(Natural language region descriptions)
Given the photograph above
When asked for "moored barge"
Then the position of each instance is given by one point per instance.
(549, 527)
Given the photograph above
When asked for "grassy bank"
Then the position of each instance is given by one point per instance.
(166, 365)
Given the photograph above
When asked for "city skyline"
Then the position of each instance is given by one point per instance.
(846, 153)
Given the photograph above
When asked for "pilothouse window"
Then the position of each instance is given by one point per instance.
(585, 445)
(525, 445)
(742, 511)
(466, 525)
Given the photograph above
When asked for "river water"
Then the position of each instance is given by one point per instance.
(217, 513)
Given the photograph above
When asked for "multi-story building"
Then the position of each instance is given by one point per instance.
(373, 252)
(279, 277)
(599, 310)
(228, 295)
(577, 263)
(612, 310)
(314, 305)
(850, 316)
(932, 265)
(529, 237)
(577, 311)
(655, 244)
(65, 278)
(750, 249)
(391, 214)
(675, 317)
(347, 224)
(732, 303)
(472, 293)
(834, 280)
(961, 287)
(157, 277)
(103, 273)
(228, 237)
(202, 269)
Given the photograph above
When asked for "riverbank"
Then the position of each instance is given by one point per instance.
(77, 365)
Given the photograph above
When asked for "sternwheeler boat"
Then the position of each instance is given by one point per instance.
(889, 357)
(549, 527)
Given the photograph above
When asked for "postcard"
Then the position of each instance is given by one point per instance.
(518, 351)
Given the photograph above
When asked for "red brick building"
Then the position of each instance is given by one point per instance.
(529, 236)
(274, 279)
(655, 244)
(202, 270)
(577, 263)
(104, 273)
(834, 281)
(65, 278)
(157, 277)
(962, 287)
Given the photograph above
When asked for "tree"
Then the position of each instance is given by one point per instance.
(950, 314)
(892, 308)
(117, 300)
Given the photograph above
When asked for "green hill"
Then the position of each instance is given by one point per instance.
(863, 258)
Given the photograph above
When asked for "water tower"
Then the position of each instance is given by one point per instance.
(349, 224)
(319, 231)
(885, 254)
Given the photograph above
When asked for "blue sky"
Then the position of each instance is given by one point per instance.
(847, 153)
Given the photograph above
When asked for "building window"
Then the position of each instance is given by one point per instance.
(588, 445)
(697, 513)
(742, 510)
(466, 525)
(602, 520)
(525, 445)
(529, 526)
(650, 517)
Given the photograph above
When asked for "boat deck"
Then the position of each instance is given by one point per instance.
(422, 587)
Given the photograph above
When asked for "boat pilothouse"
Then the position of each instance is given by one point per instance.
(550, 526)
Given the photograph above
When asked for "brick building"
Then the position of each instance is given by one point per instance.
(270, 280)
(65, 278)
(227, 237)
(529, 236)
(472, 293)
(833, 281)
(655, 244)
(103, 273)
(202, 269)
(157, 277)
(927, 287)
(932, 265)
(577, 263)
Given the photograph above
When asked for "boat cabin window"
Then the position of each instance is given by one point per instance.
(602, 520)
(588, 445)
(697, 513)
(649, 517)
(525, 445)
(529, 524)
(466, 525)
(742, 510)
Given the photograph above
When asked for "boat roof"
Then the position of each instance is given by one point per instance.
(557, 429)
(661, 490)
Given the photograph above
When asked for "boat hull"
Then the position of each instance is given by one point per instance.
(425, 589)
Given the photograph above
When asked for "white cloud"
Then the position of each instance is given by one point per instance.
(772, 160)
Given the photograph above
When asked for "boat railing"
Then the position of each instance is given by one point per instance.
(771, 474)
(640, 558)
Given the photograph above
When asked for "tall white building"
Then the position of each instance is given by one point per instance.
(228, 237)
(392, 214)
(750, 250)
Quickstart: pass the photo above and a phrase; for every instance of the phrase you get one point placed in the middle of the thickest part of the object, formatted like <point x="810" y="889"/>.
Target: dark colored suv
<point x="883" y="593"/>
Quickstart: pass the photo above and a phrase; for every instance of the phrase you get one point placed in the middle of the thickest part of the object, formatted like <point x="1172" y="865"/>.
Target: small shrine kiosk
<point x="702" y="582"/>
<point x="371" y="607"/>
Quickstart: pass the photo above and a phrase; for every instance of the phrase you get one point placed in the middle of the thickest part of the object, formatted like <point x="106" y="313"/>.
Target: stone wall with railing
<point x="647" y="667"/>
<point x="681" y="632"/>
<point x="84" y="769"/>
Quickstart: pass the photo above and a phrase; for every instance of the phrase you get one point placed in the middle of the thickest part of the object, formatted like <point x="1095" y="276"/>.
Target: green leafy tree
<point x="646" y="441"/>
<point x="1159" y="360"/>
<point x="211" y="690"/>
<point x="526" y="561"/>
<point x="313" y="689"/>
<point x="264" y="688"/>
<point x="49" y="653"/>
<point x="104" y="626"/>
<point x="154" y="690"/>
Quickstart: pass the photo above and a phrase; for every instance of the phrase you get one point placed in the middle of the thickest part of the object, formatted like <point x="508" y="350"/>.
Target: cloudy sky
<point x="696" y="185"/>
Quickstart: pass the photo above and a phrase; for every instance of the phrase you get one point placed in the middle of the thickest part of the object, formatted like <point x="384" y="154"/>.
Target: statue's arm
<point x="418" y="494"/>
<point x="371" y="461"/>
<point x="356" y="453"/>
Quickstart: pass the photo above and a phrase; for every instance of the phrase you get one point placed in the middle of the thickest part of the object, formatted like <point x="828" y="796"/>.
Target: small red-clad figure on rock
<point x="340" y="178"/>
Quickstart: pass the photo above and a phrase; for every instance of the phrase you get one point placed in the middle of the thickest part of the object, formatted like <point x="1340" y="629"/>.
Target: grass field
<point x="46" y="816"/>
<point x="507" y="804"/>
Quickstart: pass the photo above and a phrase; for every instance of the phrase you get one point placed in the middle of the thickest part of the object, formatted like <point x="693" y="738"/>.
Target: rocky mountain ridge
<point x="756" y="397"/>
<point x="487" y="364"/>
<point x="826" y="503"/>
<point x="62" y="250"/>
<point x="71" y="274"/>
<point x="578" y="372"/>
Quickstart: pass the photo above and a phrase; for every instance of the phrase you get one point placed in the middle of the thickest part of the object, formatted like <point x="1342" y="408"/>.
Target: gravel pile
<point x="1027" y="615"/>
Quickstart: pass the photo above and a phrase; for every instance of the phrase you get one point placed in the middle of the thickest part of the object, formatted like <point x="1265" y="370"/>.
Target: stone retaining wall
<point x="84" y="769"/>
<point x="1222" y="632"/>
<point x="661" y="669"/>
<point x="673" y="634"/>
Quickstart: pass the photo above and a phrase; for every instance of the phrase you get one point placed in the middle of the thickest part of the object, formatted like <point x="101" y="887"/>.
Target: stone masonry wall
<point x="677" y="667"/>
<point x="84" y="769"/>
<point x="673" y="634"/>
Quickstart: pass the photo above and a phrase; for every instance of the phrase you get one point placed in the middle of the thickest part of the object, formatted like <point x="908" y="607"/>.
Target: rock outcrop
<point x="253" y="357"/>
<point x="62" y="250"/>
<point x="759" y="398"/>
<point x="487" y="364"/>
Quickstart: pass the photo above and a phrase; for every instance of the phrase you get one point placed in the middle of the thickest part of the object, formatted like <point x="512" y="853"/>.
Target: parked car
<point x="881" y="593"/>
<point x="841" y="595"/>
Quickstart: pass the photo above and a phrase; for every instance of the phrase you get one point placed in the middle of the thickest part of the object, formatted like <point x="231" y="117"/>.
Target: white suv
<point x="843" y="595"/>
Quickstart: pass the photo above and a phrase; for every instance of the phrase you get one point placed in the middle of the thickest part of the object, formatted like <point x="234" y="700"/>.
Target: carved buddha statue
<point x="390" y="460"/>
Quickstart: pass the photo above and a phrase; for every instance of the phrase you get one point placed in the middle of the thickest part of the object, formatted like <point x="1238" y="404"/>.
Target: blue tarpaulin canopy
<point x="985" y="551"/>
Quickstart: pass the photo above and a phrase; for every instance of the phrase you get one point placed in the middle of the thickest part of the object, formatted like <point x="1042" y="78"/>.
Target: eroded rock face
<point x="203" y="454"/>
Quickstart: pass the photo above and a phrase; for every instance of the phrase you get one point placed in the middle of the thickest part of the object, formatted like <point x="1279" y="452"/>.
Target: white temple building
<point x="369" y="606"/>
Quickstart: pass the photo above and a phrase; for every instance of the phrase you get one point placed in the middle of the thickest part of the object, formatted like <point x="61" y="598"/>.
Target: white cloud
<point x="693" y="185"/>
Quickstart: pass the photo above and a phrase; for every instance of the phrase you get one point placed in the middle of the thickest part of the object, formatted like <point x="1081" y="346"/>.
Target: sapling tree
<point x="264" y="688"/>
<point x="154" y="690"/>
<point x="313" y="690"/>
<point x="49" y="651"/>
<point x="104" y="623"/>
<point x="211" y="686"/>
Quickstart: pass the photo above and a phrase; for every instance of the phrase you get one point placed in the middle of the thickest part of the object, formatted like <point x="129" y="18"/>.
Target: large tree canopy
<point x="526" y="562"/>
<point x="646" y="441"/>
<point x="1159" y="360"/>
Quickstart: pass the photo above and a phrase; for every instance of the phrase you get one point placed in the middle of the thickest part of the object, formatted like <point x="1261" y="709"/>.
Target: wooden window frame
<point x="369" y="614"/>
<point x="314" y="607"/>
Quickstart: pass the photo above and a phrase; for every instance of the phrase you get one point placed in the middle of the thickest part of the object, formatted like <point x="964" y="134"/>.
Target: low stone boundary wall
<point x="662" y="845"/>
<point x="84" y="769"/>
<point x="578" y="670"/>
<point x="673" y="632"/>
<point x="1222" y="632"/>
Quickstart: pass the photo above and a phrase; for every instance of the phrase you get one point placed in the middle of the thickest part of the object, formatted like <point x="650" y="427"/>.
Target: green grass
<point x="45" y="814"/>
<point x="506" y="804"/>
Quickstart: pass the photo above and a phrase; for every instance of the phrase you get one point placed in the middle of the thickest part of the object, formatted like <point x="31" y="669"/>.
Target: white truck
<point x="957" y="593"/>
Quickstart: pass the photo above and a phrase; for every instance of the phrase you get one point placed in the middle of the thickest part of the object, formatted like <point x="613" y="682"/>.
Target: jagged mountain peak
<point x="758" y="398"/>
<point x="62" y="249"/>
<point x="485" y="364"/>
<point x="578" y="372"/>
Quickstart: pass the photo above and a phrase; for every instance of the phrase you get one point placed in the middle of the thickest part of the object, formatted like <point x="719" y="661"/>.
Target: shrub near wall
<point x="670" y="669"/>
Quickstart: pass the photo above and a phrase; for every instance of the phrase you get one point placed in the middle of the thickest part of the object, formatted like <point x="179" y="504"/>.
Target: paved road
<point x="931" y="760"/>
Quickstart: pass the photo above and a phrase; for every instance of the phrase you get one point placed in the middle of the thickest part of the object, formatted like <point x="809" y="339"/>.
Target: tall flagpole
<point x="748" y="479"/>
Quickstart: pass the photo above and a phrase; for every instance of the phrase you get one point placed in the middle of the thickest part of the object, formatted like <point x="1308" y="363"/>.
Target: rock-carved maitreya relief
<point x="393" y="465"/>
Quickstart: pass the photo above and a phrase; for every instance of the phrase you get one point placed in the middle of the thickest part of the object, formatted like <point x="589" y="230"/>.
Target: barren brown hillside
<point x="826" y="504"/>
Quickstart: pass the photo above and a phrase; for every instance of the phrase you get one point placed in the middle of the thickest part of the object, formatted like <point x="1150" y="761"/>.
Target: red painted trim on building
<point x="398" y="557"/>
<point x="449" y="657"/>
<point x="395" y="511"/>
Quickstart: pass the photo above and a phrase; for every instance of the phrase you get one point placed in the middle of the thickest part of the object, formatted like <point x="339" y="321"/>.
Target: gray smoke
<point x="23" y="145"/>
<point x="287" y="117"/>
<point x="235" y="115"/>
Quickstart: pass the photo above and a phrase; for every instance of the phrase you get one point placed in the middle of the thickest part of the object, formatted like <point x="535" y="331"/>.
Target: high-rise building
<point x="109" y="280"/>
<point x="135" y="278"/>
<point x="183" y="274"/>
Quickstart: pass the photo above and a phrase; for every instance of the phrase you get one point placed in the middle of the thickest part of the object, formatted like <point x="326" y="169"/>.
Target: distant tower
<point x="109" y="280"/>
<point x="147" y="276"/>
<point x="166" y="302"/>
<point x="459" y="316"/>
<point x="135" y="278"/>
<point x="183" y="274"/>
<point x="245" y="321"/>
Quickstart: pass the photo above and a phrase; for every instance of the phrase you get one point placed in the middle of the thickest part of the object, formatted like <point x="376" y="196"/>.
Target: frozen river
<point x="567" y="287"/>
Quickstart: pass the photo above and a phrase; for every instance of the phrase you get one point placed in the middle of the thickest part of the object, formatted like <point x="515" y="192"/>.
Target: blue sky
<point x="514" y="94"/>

◆ Exercise requirements ◆
In the records above, find every line containing the word "boat" and show it.

◆ Your response ◆
When asked for "sternwheeler boat"
When asked for "boat deck"
When asked for "boat pilothouse"
When asked for "boat cabin window"
When asked for "boat roof"
When asked for "boat hull"
When asked for "boat railing"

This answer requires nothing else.